WORKING DATA:
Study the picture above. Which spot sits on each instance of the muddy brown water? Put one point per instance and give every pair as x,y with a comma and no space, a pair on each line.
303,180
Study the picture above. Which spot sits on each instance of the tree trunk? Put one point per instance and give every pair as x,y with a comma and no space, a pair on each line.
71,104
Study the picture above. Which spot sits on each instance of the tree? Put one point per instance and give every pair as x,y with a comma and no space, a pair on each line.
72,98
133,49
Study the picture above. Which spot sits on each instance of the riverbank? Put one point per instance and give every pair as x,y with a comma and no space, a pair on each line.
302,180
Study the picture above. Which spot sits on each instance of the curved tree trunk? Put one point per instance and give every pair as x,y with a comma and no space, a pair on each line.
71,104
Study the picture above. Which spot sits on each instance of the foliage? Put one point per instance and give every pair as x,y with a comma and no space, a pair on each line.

TASK TO COMPLETE:
Rewrite the records above as a JSON list of strings, one string per line, leaving out blank lines.

ANSWER TO THIS PROBLEM:
[
  "Study the picture above. Which spot sits on each instance of the muddy brown water? Put one point per instance and give every pair as x,y with a comma and no space, a pair on each line.",
  "303,180",
  "Study the picture above. Which spot sits on each instance of the tree trunk? Put one point per instance and give every pair as x,y with a comma and no space, a pair on each line.",
  "71,104",
  "Study the picture above. Which spot sits on each instance of the tree? Put one point per instance and give every pair as x,y with a comma and no space, a pair on each line.",
  "72,98",
  "133,49",
  "Study the picture above. Which spot sits on each instance of the riverbank? Put one point per instance and give every pair as x,y with a comma and no space, a pair on each line.",
  "302,180",
  "Study the picture above. Which spot sits on each instance of the curved tree trunk? Put one point per instance and give every pair as x,y with a comma and no space, a pair on each line.",
  "71,104",
  "Study the picture above. Which spot sits on each instance of the foliage? Put one point per instance and give every pair as x,y with a comma and no space, a pair on each line."
]